* [PROBLEM STATEMENT]:
Write out the entries below exactly as they stand. Skip every image.

Point localization data:
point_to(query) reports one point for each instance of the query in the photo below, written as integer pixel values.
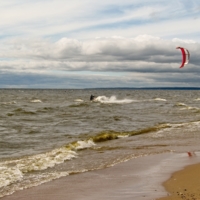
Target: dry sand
(184, 184)
(138, 179)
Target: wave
(36, 101)
(78, 100)
(112, 99)
(8, 103)
(17, 170)
(160, 99)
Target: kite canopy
(185, 56)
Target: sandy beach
(140, 178)
(184, 184)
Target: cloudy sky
(90, 43)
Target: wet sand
(184, 184)
(140, 179)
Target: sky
(92, 44)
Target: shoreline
(139, 178)
(184, 184)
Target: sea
(46, 134)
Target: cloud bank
(112, 43)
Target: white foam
(43, 161)
(78, 100)
(112, 99)
(160, 99)
(9, 175)
(36, 101)
(85, 144)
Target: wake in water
(112, 99)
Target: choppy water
(47, 134)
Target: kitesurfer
(92, 98)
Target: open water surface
(47, 134)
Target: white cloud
(51, 38)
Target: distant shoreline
(109, 88)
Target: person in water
(92, 98)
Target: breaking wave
(112, 99)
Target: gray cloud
(106, 62)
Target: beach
(139, 179)
(57, 144)
(184, 184)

* [RESPONSE AREA]:
point_to(query) reports one point for each instance of the query in the photo below, written as integer pixel values.
Target: dry sand
(184, 184)
(138, 179)
Target: wave
(36, 101)
(78, 100)
(112, 99)
(8, 103)
(17, 170)
(160, 99)
Target: kite canopy
(185, 56)
Target: sandy beach
(140, 178)
(184, 184)
Target: cloudy sky
(90, 43)
Target: wet sand
(184, 184)
(140, 179)
Target: sky
(92, 44)
Target: shoreline
(139, 178)
(184, 184)
Target: sea
(46, 134)
Target: cloud bank
(112, 43)
Target: white foam
(43, 161)
(78, 100)
(112, 99)
(160, 99)
(9, 175)
(36, 101)
(85, 144)
Target: wake in water
(112, 99)
Target: choppy water
(47, 134)
Target: kitesurfer
(92, 98)
Target: open water surface
(47, 134)
Target: white cloud
(51, 38)
Target: distant shoreline
(109, 88)
Target: person in water
(92, 98)
Target: breaking wave
(112, 99)
Target: gray cloud
(106, 62)
Target: beach
(139, 179)
(57, 144)
(184, 184)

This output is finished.